Problem description: Edit the material below by replacing each "natural-language query" with "plain-text query", leaving everything else unchanged.

Dataset records:
— START —

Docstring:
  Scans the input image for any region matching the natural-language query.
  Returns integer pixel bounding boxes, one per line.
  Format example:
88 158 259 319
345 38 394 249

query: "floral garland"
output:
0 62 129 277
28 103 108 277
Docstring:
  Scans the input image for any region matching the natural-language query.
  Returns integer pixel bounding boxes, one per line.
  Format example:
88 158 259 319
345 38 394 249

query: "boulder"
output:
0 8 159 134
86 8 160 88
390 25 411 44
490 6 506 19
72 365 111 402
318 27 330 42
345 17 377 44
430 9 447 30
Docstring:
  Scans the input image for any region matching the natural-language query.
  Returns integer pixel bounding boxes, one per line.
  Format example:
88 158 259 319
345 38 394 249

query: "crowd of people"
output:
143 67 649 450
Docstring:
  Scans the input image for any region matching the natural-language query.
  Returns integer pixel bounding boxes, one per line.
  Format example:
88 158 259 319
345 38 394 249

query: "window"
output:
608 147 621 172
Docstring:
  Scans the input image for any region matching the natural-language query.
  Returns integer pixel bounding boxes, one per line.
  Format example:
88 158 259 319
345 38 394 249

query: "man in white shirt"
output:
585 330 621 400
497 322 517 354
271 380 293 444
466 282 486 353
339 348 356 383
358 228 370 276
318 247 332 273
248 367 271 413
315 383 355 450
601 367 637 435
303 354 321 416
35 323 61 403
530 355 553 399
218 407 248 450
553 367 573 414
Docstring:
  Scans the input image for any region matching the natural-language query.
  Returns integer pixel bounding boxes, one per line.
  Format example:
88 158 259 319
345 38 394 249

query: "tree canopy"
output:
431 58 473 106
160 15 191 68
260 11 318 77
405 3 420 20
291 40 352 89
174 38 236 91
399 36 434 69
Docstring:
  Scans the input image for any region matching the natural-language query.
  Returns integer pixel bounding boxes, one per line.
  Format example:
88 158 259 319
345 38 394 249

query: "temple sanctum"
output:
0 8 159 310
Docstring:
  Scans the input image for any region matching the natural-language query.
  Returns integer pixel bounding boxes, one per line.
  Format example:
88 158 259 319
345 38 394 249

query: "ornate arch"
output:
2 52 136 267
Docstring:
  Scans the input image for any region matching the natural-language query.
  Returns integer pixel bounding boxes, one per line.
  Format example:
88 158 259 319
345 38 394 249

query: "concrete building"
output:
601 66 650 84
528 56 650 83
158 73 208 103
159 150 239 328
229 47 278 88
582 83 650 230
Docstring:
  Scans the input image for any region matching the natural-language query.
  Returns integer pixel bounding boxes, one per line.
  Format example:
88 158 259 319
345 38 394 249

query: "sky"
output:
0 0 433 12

— END —

Exercise answer:
Docstring:
  Scans the input image for any region matching the plain-text query.
  Returns integer pixel bounding boxes, one per line.
  Format example:
88 158 259 319
345 38 394 249

query: "floral garland"
output:
0 62 129 277
28 103 108 277
Docstring:
  Scans the input image for any region matching the plain-text query.
  Returns integer pixel bounding boxes, one per line.
  Format example:
88 158 259 319
345 38 394 249

query: "boulder"
output:
0 8 159 134
86 8 160 88
390 25 411 44
490 6 506 19
72 365 111 402
318 27 330 42
345 17 377 44
430 9 447 30
Docstring:
  Scans the input image for any region matching the plain-text query.
  Returns integer pixel bounding boxes, one per line.
  Format example:
88 158 259 319
345 38 394 249

query: "crowd of people"
output:
143 67 649 450
Docstring:
  Scans the input image for any region matching the plain-text query.
  Returns integer pixel bounding boxes, one per line.
  Format example:
88 158 259 319
345 38 394 249

query: "window"
output:
608 147 621 172
Docstring:
  Scans the input image for any region matching the plain-text query.
  Returns integer pixel bounding boxes, one per line.
  Format example:
88 158 259 319
345 38 394 249

query: "man in white shirt"
output:
585 330 621 400
497 322 517 354
271 380 293 444
466 282 486 353
339 348 356 383
358 228 370 276
318 247 332 273
248 367 271 413
315 383 355 450
601 367 637 435
303 354 321 416
35 323 61 403
530 355 553 399
218 407 248 450
553 367 573 414
Docstring:
  Scans the input image for any region matching the plain-text query.
  Returns integer pixel bounding boxes, one per line.
  Format example:
88 158 259 319
345 38 394 249

query: "tree canopy"
output:
431 58 473 106
160 15 191 68
260 11 318 77
405 3 420 20
291 40 352 89
174 38 236 91
399 36 434 69
Docstring:
  Scans the input image for any region matching the plain-text query.
  Returns integer pixel bounding boxes, one per line.
  Format example:
88 158 259 319
345 38 394 249

query: "temple sanctum"
output:
0 8 159 310
Docstring:
  Scans the input image for any region matching the plain-text query.
  Returns integer pixel bounding boxes, one per line.
  Format example:
88 158 259 319
345 38 394 249

query: "ornate arch"
output:
2 52 136 267
Docstring:
  Scans the input image for any region matching the plain-text query.
  Returns integer pixel bounding boxes, one per line.
  Format example:
88 158 259 319
345 38 394 249

query: "concrete building"
output:
601 66 650 84
528 56 650 83
158 73 208 103
159 150 239 328
229 47 278 88
582 83 650 230
Docstring:
  Scans the input image for any region matching the plain-text query.
  Returns integer pixel bounding boxes, one per line.
  Format example:
88 158 259 319
345 38 394 249

query: "sky"
output:
0 0 433 12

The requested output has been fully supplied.